═════ Data for this task

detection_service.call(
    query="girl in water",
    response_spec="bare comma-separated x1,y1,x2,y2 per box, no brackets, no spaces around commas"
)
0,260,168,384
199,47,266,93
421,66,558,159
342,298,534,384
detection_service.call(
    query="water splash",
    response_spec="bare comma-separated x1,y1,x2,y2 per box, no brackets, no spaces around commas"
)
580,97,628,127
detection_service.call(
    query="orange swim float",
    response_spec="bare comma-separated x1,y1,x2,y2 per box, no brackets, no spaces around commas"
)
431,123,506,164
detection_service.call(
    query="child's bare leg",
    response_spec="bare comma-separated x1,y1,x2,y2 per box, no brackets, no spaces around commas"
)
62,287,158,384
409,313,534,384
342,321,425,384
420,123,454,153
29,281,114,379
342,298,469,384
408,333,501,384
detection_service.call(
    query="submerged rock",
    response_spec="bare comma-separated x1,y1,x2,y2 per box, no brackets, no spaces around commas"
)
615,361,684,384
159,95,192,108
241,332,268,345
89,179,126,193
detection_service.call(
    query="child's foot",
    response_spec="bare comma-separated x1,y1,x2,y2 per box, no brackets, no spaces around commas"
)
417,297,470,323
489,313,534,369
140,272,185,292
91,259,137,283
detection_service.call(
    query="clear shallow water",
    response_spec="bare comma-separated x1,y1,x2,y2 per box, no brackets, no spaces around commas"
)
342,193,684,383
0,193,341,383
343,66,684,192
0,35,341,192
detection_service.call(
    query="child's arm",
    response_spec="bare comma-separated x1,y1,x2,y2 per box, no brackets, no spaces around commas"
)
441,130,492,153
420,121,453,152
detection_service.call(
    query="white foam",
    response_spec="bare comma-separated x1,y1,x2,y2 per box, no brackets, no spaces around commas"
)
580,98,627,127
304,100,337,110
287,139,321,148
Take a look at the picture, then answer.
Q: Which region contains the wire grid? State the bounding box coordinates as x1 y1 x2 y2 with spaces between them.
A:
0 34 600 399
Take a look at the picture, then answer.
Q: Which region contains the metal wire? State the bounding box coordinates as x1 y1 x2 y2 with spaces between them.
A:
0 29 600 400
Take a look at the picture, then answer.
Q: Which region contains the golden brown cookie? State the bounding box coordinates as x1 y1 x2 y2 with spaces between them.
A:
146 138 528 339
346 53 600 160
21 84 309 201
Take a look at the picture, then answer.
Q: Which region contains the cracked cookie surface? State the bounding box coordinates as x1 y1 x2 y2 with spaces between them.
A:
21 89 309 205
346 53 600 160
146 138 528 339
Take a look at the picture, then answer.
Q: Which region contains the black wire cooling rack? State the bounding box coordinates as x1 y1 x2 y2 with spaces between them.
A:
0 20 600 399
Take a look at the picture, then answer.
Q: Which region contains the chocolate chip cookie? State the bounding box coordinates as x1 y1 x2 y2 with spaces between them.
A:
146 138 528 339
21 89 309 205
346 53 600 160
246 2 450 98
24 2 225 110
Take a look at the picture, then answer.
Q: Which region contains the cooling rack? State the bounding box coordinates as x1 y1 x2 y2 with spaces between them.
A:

══════════

:: Task statement ::
Copy out all of these lines word for word, from the first to the last.

:: Written response ::
detection_service.call(
    query="girl in water",
    response_spec="bare comma-separated x1,y1,x2,y2 per box, no brackets, no spaces around commas"
)
0,260,168,384
199,47,266,93
421,66,558,159
342,298,534,384
detection_service.call(
    query="water splash",
    response_spec="bare comma-separated x1,y1,x2,y2 per box, no brackets, no spaces around commas"
)
580,97,628,127
detection_service.call(
    query="orange swim float",
    response_spec="bare comma-separated x1,y1,x2,y2 per box, no brackets, no spaces around commas"
)
431,123,506,164
detection_service.call(
    query="child's bare leg",
    response_spec="bare comma-separated x1,y1,x2,y2 per box, no brackets, no spaces around commas"
)
62,287,158,384
409,313,534,384
342,321,425,384
420,123,454,153
29,281,114,379
342,298,469,384
408,333,501,384
detection_service.call(
    query="submerged rock",
    response_spec="bare comma-separated x1,y1,x2,y2 per box, no brackets, no spaces around commas"
)
615,361,684,384
159,95,192,108
241,332,268,345
89,179,126,193
detection_service.call(
    query="child's foot",
    response_spec="bare comma-separated x1,y1,x2,y2 per box, no brackets, no spaces around commas"
)
417,297,470,323
489,313,534,369
140,272,185,292
91,259,137,283
detection_service.call(
    query="clear shallow water",
    response_spec="bare comma-separated x1,y1,x2,y2 per box, no brackets, no spaces around commas"
)
342,193,684,383
0,193,341,383
343,66,684,192
0,35,341,192
detection_service.call(
    query="child's arm",
    response_spec="bare comma-separated x1,y1,x2,y2 per box, no brackets, no spaces around commas"
)
441,130,492,153
420,121,453,152
detection_service.call(
    query="white foam",
    response_spec="bare comma-separated x1,y1,x2,y2 per box, no brackets, no spaces around commas"
)
580,98,627,127
304,100,337,110
287,139,321,148
Take a look at the picture, then answer.
Q: Which region contains the wire grid? State the bounding box coordinates as x1 y1 x2 y2 with spaces between them.
A:
0 34 600 399
Take a look at the picture, then answer.
Q: Which region contains the metal wire? State the bounding box coordinates as x1 y1 x2 y2 with spaces between them.
A:
0 29 600 400
Take a look at the picture, then answer.
Q: Which region contains the golden brown cookie? State the bounding box coordinates as x1 y1 x2 y2 with spaces between them.
A:
146 138 528 339
346 53 600 160
21 84 309 201
Take a look at the picture, then answer.
Q: Which region contains the cracked cookie surface? State the bounding box coordinates as x1 y1 x2 y2 with spaces between them.
A:
21 89 309 205
346 53 600 160
146 138 528 339
Take a look at the picture, then answer.
Q: Which region contains the black wire cooling rack? State the bounding box coordinates as x1 y1 x2 y2 with spaces between them.
A:
0 20 600 399
Take a look at the picture, then answer.
Q: Which region contains the chocolate chip cookie? State the bounding box coordinates as x1 y1 x2 y2 with spaces between them.
A:
146 138 528 339
21 89 309 205
346 53 600 160
246 2 450 98
24 2 225 110
Take a look at the picture, then answer.
Q: Which region contains the cooling rack? State the bounding box coordinates as x1 y1 x2 y2 with spaces between them.
A:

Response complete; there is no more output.